> **Gösterilen metin**
########

Yakın zamana kadar Nepal’deki komünist hareket dünya devrimci-demokrat kamuoyu tarafından yakından takip edilirken, devrimin ihanete uğraması ve hareketin nitelik değiştirmesi ile birlikte Nepal’e olan ilgi de azalmış oldu. Bugün ülkedeki devrimci durumu ve kendini Maoist olarak adlandıran örgütlerin pozisyonları hakkında çok az bilgimiz var. Bu bilgi yoksunluğunu gidermek için, sübjektif ve sorunlu yanları olma ihtimali pahasına, konuyla alakalı yazılan bir analizi okurlarımızla paylaşıyoruz.
Geçmişte görkemli bir tarihe sahip olan Nepal’deki Maoist hareketin bugünkü durumunu gören dünya devrimcileri derin bir endişe duymaktadırlar. Sadece devrimciler değil, gerici güçler de durumu ihtiyatla izliyor. Şu anda Nepal toplumu çok karmaşık bir süreçten geçiyor. Çeşitli engeller ve zorluklarla karşı karşıyayız. Aynı anda Kovid-19 ve devlet baskısından muzdaribiz.
Nepal’in gerici güçleri, hangi yabancı gerici gücün iktidarda kalacağına odaklanmış durumda ve bunun için her türlü pazarlığı yapmaya hazırlar. Bütün ülkeyi bir kargaşa ve kaos içine sokarak, ulusal bağımsızlık oyunları oynuyorlar. Gerici baskı sürüyor ve Nepal halkının buna karşı direniş mücadelesi de devam ediyor.
Geçmişte Nepal halkı, Nepal Komünist Partisi (Maoist)’in önderliğinde on yıllık Halk Savaşı verdi. Prachanda ve Company’nin önderliğinin devrime ihanet ettiğini ve şimdi neo-gericilere dönüştüğünü hepimiz biliyoruz. Komünizm kisvesi altındaki yeni gericiler, eski gericilerden daha tehlikelidir. İnsanları daha depresif hale getirdiler.
Maoist hareket dağıldı ve bölündü, geri püskürtüldü ancak yok olmadı. Kesinlikle dünkü durum aynı değil ama yine de halkın büyük bir kısmı Maoist harekete inanmıyor ve devrimcilerin davranışlarıyla ikna edilmesi gerekiyor. Bu güveni ancak pratikle aşabiliriz.

########

> **Veri öğeleri**
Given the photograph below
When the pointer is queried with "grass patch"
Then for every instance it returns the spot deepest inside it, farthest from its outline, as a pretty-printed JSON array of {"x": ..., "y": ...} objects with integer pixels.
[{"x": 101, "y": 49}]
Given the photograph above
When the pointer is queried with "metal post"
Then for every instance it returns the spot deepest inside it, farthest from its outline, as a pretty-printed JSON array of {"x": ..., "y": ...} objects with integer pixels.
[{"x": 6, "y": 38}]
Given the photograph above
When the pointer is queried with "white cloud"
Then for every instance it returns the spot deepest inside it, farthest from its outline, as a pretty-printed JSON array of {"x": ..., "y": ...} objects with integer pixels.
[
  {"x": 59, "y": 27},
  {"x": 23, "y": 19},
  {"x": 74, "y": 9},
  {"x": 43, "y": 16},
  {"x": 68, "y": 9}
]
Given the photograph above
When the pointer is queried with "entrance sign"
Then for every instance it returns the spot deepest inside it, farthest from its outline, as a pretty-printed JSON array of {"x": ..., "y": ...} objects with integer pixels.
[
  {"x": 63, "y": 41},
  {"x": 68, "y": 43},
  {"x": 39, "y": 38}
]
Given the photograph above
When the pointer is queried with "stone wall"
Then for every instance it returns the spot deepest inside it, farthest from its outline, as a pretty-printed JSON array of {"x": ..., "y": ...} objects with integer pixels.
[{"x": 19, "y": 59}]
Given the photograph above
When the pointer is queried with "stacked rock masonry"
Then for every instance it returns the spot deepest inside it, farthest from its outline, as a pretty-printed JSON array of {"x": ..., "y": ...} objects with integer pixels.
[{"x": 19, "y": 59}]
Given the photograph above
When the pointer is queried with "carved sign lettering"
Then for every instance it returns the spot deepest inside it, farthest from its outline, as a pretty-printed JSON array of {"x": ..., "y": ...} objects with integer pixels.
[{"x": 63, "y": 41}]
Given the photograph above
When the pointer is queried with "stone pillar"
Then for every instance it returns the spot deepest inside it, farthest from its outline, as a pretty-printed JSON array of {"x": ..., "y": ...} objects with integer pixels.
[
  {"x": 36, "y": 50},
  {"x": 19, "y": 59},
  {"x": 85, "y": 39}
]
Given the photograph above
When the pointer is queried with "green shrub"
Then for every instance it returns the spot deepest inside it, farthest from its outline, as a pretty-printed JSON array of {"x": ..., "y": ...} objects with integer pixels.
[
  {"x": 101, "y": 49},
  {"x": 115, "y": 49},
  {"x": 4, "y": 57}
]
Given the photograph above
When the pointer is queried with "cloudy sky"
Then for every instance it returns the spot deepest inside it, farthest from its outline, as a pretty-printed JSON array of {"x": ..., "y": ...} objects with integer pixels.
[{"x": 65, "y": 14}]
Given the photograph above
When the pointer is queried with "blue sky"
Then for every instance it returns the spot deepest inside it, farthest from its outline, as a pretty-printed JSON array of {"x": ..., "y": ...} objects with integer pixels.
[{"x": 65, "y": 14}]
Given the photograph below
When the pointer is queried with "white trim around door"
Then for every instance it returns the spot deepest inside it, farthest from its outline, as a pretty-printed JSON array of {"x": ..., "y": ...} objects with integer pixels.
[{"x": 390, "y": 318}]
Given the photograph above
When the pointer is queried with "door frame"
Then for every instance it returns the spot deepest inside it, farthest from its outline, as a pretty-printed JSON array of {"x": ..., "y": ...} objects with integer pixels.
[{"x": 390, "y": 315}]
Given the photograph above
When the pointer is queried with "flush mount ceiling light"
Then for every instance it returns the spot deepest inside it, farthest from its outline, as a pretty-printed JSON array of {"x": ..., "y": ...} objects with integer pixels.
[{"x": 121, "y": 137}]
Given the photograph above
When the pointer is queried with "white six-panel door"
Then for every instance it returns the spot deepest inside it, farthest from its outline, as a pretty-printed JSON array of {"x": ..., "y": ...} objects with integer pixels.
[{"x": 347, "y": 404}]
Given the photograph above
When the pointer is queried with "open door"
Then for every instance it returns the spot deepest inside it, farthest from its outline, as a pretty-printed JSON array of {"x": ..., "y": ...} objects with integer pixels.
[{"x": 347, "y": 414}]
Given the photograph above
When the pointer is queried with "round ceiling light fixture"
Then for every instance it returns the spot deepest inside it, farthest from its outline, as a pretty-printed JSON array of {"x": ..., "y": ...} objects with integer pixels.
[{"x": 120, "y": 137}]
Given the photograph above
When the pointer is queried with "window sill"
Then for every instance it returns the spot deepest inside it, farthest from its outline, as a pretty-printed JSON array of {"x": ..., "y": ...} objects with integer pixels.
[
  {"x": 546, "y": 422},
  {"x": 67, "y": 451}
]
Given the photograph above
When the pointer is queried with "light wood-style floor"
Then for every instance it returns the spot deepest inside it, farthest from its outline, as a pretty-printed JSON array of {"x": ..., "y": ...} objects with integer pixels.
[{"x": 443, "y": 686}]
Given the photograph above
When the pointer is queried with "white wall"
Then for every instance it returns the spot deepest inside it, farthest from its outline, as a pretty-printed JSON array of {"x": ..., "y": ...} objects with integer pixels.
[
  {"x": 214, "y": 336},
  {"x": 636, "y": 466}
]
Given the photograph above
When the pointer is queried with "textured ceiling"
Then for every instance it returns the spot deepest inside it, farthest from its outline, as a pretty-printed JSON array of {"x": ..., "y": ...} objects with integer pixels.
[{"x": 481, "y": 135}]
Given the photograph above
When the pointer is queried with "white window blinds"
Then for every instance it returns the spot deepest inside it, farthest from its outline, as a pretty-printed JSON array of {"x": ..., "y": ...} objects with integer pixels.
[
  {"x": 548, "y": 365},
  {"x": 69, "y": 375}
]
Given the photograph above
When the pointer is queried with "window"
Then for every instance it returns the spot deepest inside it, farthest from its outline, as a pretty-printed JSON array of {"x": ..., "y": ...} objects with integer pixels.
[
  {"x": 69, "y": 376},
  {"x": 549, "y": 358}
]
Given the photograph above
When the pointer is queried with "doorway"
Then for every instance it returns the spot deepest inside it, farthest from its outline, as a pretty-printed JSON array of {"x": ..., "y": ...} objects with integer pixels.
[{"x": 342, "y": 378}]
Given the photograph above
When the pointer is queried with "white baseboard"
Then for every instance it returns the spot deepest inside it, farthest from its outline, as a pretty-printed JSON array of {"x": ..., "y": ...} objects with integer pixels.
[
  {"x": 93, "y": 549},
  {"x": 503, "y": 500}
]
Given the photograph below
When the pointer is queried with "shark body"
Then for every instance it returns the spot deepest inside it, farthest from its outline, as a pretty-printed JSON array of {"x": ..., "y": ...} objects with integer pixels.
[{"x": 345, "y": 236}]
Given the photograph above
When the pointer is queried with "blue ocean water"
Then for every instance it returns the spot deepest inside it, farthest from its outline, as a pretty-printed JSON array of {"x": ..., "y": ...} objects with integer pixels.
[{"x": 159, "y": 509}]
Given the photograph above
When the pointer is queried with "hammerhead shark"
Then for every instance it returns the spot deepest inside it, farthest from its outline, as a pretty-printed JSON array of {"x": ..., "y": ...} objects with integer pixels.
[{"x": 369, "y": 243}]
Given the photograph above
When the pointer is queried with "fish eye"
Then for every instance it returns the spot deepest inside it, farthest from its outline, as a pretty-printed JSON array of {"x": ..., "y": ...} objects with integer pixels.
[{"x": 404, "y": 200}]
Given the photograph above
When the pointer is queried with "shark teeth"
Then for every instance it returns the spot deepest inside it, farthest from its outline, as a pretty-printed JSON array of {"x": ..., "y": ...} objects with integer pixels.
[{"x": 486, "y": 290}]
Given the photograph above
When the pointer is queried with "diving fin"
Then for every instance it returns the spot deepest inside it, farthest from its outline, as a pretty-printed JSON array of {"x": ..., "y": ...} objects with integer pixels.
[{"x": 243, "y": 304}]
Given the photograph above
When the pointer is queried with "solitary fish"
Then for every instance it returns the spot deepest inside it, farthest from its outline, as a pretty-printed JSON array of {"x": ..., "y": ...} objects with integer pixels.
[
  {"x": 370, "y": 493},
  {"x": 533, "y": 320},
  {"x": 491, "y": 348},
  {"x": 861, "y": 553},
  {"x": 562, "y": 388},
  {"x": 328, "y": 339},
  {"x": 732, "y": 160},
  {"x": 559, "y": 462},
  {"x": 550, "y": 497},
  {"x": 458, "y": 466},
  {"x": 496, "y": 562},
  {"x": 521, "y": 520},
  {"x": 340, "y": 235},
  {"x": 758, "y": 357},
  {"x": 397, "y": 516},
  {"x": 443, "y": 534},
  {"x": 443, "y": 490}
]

########

Nepal'deki Maoist hareketi anlatan metni kaldığı yerden sürdürün. Yukarıdaki materyalin bu işte hiçbir rolü yoktur.

Güncel olarak üç gruptan bahsetmek mümkün: Komünist Çekirdek Nepal, Nepal Komünist Partisi (Devrimci Maoist) ve Netra Bikram Chanda “Biplav” önderliğindeki Nepal Komünist Partisi. Bu üç örgüt, Nepal devriminin yol gösterici ilkesi olarak Marksizm-Leninizm-Maoizmi benimsemiştir. Bu örgütler dünün on yıllık Halk Savaşı’nın bir parçası.
Devrimci ruhu göstermenin zamanı geldi ama işler sorunsuz ve iyimser gitmiyor. Mohan Baidya “Kiran” liderliğindeki CPN (Devrimci Maoist), Yeni Demokratik Devrim ve Üç Sihirli Silah’a olan bağlılığını ifade etti. Ama görünüşe göre yorgunlar ve pratikten kolay bir ders almak istiyorlar. Aslında, belgelerde ne yazılırsa yazılsın, artık devrim için heves ve irade göstermiyorlar. Görünüşe göre sübjektif koşullar adı altında legal mücadelenin dışına çıkmak istemiyorlar.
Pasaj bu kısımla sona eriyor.